Il gioco degli specchi dell’economia statunitense

a cura di DeAWM

Dopo un breve respiro, i mercati finanziari sono tornati a registrare un forte calo che ha portato il Nasdaq vicino ai minimi raggiunti lo scorso 20 gennaio. La volatilità resta elevata e non pochi strategist sono stati costretti a rivedere i target di fine anno dei vari indici azionari: un’ondata di revisioni al ribasso così presto nel corso d’anno non avveniva dallo scoppio della guerra in Iraq nel 2003. Non solo: altro dato interessante da notare, secondo Bloomberg, sta nel fatto che la dispersione di target tra i vari strategist, vale a dire 325 punti rispetto al target medio per l’indice S&P500 di 2175 a fine anno, è la più alta dal 2012.

L’ambiguità dei dati registrati nelle ultime settimane non può che contribuire all’incertezza e alla volatilità che stiamo vivendo sui mercati finanziari globali. Cominciamo dal dato ISM manifatturiero in USA: la produzione industriale, ovviamente, è in questo contesto l’anello più debole della Corporate America, ed effettivamente l’indice, a quota 48,2 a gennaio, segnala un rallentamento, ma è in miglioramento dal 48 di dicembre.

Più preoccupante è il calo dell’indice non-manifatturiero, che dovrebbe rappresentare la parte più forte dell’economia statunitense: pur segnalando un’espansione, l’indice è a quota 53,5, ben sotto le attese (55,1) e il dato di dicembre (55,8). Un altro indicatore da tenere sott’occhio viene dalla produttività, che è calata del 3% annualizzato nel quarto trimestre del 2015, il che non lascia ben sperare sulle prospettive di crescita statunitense quest’anno: confermerebbero questa tesi l’accumulo di scorte, il calo negli investimenti e il deterioramento dei fondamentali non solo nel settore oil&gas.

RIGHE DI DATI -
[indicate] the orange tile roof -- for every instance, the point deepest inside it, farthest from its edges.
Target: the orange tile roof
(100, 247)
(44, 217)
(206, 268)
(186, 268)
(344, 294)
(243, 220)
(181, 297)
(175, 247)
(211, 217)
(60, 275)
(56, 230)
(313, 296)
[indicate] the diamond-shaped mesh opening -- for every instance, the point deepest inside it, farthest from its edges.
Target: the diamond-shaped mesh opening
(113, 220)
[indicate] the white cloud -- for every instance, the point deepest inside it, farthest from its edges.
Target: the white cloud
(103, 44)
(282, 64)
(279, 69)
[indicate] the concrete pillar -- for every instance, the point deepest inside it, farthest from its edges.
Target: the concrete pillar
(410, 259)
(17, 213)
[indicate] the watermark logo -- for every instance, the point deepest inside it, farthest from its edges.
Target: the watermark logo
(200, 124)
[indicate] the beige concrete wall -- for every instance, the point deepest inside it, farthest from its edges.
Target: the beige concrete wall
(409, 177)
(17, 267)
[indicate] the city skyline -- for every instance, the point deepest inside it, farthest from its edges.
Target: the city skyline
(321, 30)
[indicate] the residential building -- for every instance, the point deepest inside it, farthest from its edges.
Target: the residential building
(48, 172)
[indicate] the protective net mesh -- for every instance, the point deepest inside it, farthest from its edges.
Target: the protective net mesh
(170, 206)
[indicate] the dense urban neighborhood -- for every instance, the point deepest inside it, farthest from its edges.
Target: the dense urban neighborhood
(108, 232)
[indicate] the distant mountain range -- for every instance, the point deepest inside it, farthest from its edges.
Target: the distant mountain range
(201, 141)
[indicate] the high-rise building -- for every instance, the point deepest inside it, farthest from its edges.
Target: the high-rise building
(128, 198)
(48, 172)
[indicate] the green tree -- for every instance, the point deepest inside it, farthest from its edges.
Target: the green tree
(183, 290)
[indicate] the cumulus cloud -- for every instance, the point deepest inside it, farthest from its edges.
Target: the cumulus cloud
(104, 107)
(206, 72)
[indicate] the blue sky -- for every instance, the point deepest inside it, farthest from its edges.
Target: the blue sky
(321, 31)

CONSEGNE -
[1] Trascrivi dal brano sull'economia statunitense il tratto che va da "Dopo un breve" fino a "alta dal 2012.".
[2] Secondo il brano sull'economia statunitense, di quanto è calata la produttività nel quarto trimestre del 2015?
Le righe non servono per svolgere l'esercizio.

SOLUZIONI -
[1]
Dopo un breve respiro, i mercati finanziari sono tornati a registrare un forte calo che ha portato il Nasdaq vicino ai minimi raggiunti lo scorso 20 gennaio. La volatilità resta elevata e non pochi strategist sono stati costretti a rivedere i target di fine anno dei vari indici azionari: un’ondata di revisioni al ribasso così presto nel corso d’anno non avveniva dallo scoppio della guerra in Iraq nel 2003. Non solo: altro dato interessante da notare, secondo Bloomberg, sta nel fatto che la dispersione di target tra i vari strategist, vale a dire 325 punti rispetto al target medio per l’indice S&P500 di 2175 a fine anno, è la più alta dal 2012.

[2] È calata del 3% annualizzato.